{As a sidenote, I don't think you can find a larger collection of "generic" computer parts in any one house without looking real hard.}
Seeing as how I am a bit of a technophile as well as other things, I occasionally feel the need to ask others about the systems they use. In an attempt to reciprocate here is a quick run down on my machines and the LANs.
Portal
Portal is an IBM Thinkpad
760C. It has 32MB ram, 12.1" TFT display, a 720MB HD, the little
"eraser-head" pointer, and a pcmcia ethernet card (Cnet CN40BC). It lacks
the CDROM, sound card, and other goodies, but I can access most of that
through nfs so I figured it wasn't a priority.
Panik
Panik (currently on loan to a friend)
is an old pentium 90 that I bought used. It has 48MB of ram (old
fast-page), three drives (520MB, 520MB, 810MB), a Mozart sound card
(DOOM!), ISA ethernet card, and a 12X CDROM. The video card in it is a
mostly unsupported Trident, but it seems to work alright. I realize that
it is nothing earth-shaking, but it serves my purposes and runs just
fine.
Satin
Satin, (no, not satan) is my newest
computer, she is an AMD K6-2 350. Within her minitower case is 96MB ram,
2 HD (1.25GB and 265MB), a PCI ethernet card, and a 1MB Trident video
card. Before you ask what the hell I was thinking when I slotted a crappy
video card into a new machine, realize that she is headless and only
serves the other machines. The only real reason I bought it was to act as
an X-server and to run seti@home.
Clarisse
Clarisse is an old "Digital(tm)" 486DX33 (upgraded to a DX2/66) with 12MB ram, 165MB drive and an ISA ethernet card. She is currently the oldest machine still on the LAN.
Bingo
Bingo was the fileserver and was
perhaps the saddest machine on the LAN. It was a 468DX25 with 8MB memory
(30 pin, joy!), 3.4 GB HD, and an ISA ethernet card. Bingo was a
half-baked, but wholly reliable machine. It was shamelessly murdered by a
moron ex-roomie who decided that it was OK to play with the power switch
and kept flipping it off and on sporadically while I was on vacation.

> Stored records:
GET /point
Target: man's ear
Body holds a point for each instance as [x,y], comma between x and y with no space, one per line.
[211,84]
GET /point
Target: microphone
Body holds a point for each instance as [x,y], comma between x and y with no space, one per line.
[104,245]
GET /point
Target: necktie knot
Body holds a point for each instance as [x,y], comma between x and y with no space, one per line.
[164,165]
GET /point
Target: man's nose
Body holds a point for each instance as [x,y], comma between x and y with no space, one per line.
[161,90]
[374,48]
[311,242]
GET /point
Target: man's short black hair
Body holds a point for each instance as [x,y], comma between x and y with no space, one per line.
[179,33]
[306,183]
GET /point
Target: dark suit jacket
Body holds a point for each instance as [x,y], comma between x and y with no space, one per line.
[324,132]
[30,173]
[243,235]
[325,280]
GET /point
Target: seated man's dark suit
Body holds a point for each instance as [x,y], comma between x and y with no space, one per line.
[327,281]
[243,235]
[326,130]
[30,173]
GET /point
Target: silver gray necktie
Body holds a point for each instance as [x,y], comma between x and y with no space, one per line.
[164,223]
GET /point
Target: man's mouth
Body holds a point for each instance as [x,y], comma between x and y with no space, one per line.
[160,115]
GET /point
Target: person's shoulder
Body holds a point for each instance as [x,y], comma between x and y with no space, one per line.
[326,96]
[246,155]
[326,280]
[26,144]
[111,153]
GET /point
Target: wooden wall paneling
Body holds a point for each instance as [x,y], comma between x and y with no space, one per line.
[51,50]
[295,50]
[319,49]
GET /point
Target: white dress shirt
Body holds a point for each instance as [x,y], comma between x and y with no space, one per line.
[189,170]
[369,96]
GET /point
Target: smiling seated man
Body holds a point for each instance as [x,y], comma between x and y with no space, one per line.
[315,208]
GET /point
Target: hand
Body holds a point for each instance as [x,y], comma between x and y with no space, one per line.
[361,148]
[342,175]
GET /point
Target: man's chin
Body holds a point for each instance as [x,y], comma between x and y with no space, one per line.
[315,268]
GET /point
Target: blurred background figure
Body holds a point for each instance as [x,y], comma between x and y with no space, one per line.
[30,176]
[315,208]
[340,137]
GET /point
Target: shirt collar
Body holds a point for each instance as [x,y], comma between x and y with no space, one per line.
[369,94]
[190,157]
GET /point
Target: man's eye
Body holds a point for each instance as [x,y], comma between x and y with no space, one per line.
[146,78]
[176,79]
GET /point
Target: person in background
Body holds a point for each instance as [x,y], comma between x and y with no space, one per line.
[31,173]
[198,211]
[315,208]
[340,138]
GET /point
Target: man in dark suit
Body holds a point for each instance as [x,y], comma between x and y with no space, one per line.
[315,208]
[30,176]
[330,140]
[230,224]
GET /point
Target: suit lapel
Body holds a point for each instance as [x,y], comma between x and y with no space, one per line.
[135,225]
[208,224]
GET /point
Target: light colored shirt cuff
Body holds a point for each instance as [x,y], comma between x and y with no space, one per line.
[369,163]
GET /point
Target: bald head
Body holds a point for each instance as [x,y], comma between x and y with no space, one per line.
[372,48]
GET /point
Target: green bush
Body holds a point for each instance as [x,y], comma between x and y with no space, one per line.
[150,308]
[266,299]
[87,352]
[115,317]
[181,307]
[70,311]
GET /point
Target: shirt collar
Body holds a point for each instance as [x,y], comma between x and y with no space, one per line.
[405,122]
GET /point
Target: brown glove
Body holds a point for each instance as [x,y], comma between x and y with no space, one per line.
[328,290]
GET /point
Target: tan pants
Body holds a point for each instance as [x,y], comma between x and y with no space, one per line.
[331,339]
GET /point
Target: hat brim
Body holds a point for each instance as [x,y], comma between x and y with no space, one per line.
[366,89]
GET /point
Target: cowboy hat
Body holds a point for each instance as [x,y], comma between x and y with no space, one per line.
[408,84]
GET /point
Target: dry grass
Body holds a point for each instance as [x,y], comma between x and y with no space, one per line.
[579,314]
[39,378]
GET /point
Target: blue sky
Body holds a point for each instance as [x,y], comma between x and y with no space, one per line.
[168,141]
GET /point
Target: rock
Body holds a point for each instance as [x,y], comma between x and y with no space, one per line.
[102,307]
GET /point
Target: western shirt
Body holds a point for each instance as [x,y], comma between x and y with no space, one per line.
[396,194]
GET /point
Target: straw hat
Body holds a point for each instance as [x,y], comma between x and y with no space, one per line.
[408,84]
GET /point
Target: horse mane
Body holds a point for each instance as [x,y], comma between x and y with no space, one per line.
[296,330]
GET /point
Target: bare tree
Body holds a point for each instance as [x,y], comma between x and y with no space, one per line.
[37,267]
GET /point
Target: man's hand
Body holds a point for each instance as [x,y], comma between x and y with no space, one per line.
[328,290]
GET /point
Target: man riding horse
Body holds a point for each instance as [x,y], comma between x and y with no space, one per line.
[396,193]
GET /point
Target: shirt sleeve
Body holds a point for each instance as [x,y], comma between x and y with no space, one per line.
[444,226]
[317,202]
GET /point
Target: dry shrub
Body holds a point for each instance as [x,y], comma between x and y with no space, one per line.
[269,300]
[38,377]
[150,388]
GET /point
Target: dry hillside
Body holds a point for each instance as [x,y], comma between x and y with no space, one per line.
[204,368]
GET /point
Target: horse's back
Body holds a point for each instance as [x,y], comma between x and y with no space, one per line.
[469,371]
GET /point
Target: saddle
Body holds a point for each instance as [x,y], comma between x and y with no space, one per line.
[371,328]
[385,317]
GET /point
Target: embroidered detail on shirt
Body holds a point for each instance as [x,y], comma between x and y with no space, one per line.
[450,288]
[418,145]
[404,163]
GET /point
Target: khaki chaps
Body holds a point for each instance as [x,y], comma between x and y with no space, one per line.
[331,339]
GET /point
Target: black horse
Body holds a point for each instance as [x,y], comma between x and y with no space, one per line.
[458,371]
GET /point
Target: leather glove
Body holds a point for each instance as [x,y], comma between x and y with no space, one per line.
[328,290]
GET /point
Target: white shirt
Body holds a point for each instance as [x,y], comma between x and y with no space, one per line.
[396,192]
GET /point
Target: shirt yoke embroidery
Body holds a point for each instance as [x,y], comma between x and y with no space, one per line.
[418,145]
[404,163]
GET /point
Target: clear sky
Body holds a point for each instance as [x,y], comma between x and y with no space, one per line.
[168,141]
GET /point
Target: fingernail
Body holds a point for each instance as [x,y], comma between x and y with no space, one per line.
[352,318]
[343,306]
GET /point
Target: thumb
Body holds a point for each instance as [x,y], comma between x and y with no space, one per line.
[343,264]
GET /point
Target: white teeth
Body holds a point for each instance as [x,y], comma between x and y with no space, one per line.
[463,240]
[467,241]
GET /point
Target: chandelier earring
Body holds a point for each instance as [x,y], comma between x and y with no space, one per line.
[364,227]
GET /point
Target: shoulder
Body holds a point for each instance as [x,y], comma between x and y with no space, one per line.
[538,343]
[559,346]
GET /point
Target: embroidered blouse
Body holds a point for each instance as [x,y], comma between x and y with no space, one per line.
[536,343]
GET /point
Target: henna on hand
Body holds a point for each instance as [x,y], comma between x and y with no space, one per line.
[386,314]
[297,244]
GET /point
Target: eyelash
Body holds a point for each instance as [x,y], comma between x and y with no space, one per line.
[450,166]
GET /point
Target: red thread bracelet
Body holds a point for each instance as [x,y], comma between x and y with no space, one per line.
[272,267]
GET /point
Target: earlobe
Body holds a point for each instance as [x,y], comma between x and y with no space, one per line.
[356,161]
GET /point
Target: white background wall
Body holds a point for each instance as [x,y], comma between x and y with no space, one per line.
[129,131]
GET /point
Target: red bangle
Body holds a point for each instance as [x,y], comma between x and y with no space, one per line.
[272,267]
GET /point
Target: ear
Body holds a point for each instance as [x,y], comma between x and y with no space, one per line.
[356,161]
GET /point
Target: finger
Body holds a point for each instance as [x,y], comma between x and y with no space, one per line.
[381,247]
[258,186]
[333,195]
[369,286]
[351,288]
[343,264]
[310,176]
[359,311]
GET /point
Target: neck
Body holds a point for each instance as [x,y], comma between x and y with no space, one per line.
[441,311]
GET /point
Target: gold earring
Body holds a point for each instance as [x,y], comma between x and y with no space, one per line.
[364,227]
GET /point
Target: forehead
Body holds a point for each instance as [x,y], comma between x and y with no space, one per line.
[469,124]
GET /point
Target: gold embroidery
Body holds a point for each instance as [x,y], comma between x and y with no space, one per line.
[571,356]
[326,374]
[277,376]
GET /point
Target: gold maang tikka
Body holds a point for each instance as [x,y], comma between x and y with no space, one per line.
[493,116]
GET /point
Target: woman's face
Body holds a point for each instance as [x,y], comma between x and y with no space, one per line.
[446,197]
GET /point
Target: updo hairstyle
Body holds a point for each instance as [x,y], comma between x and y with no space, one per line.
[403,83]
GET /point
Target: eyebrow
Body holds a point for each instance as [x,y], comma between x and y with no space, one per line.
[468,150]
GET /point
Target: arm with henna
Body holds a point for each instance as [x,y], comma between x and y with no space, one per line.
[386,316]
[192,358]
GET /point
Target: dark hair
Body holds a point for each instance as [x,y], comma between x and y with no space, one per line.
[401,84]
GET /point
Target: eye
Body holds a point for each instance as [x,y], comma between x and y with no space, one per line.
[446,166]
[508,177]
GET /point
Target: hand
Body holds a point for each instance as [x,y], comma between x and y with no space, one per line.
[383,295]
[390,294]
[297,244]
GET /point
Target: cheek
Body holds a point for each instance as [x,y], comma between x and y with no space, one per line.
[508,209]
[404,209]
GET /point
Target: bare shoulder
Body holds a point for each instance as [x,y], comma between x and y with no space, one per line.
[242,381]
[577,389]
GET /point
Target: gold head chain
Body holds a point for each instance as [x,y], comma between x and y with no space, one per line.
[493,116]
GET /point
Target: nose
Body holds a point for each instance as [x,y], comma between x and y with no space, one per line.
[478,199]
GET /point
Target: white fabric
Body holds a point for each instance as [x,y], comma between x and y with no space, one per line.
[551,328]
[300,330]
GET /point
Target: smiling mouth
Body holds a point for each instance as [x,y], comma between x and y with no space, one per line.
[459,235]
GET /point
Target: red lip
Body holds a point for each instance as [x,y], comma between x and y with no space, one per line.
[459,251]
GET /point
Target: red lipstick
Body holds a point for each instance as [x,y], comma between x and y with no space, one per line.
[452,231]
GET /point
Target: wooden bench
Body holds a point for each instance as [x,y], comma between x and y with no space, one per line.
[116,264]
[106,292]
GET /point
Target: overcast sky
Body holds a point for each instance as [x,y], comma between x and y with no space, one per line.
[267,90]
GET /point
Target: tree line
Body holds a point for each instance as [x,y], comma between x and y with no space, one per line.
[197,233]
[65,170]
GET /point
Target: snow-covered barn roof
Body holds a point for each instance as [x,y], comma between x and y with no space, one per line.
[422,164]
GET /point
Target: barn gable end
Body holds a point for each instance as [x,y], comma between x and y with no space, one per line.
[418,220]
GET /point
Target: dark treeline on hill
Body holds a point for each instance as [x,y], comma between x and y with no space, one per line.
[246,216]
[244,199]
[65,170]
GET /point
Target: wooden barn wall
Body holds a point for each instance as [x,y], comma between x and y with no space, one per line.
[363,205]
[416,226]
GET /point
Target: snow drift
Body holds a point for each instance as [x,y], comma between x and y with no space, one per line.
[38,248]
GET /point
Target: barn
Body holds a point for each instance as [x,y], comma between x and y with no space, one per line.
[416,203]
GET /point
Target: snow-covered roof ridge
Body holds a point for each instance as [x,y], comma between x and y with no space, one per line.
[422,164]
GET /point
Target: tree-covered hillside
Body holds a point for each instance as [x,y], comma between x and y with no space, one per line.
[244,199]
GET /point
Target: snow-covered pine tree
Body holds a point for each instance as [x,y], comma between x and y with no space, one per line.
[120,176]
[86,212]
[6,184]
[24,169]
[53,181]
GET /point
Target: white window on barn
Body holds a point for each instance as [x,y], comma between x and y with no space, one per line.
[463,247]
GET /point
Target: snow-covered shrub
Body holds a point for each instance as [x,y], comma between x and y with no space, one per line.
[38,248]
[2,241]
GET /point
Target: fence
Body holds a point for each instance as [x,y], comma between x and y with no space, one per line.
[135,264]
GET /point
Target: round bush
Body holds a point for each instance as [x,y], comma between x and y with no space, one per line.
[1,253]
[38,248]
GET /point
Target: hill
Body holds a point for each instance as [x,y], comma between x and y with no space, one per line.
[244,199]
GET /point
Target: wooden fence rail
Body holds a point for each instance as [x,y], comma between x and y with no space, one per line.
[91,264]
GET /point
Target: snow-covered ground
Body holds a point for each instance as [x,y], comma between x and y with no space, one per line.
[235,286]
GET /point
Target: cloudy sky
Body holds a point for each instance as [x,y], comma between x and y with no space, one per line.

> Direction:
Extract a passage from the home computer rundown verbatim, beginning at the words "is an old pentium" and stopping after "to run seti@home.". The records are from another source.

> Finished exercise:
is an old pentium 90 that I bought used. It has 48MB of ram (old
fast-page), three drives (520MB, 520MB, 810MB), a Mozart sound card
(DOOM!), ISA ethernet card, and a 12X CDROM. The video card in it is a
mostly unsupported Trident, but it seems to work alright. I realize that
it is nothing earth-shaking, but it serves my purposes and runs just
fine.
Satin
Satin, (no, not satan) is my newest
computer, she is an AMD K6-2 350. Within her minitower case is 96MB ram,
2 HD (1.25GB and 265MB), a PCI ethernet card, and a 1MB Trident video
card. Before you ask what the hell I was thinking when I slotted a crappy
video card into a new machine, realize that she is headless and only
serves the other machines. The only real reason I bought it was to act as
an X-server and to run seti@home.